___ Input records ___

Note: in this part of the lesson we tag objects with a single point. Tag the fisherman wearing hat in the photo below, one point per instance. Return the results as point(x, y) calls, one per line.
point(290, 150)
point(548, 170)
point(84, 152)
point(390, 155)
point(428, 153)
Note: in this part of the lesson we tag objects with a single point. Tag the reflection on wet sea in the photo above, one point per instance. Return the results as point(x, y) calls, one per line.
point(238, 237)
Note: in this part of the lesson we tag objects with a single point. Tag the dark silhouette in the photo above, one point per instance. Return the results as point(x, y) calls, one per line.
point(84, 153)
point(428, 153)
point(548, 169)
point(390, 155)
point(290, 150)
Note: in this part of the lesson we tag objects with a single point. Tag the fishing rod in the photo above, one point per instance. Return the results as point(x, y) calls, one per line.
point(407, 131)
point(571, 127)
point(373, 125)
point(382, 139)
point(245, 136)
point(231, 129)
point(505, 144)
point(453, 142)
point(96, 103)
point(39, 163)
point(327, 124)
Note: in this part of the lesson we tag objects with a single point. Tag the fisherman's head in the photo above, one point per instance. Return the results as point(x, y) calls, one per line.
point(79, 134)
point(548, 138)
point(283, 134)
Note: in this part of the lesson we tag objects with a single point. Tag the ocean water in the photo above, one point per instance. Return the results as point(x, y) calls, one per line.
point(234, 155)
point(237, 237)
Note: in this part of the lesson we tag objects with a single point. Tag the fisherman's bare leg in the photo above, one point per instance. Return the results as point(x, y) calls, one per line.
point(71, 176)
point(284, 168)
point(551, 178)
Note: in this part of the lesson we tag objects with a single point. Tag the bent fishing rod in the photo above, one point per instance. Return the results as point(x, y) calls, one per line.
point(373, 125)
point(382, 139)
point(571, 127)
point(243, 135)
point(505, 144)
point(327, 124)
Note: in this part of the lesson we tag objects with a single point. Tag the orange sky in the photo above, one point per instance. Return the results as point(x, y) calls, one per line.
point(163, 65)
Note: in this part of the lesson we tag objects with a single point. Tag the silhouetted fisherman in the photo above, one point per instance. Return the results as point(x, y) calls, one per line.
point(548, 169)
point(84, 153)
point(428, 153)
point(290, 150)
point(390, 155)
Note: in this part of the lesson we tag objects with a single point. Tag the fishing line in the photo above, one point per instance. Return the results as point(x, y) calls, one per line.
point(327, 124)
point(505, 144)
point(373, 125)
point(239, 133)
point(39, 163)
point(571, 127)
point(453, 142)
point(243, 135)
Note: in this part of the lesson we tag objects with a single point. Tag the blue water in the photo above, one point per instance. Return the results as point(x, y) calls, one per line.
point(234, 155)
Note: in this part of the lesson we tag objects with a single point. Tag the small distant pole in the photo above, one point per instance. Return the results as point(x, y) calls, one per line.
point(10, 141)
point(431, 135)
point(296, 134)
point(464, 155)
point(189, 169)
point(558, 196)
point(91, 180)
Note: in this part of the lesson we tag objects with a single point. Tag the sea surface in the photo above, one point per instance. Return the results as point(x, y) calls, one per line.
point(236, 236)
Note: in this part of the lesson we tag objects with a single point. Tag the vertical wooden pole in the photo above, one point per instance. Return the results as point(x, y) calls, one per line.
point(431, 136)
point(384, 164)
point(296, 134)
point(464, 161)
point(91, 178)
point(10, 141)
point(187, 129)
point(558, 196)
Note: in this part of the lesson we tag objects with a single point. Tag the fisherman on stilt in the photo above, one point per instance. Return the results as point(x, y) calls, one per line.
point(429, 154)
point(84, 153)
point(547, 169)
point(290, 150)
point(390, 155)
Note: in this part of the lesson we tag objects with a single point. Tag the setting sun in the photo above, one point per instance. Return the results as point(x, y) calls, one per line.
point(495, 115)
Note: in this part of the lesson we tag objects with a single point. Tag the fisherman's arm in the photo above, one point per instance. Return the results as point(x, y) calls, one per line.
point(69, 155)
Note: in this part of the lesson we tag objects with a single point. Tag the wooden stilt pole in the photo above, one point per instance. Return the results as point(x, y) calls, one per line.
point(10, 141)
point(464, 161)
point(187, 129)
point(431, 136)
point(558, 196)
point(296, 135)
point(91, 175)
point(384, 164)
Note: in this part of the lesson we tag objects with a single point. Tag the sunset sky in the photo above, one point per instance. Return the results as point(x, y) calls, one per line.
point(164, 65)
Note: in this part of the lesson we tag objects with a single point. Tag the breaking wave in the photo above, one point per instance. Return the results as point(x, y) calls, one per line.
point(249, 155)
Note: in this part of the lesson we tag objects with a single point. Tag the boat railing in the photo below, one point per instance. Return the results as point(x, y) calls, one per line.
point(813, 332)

___

_What you have to do_. Could you repeat the lines of the records above, starting at the line containing "Tag the ocean" and ending at the line containing "point(237, 237)", with both included?

_Exercise solution_.
Note: in this part of the lesson we tag objects with a single point. Tag the ocean water in the photo above, one point per instance. Return the results as point(x, y) calls, one per line.
point(234, 155)
point(237, 237)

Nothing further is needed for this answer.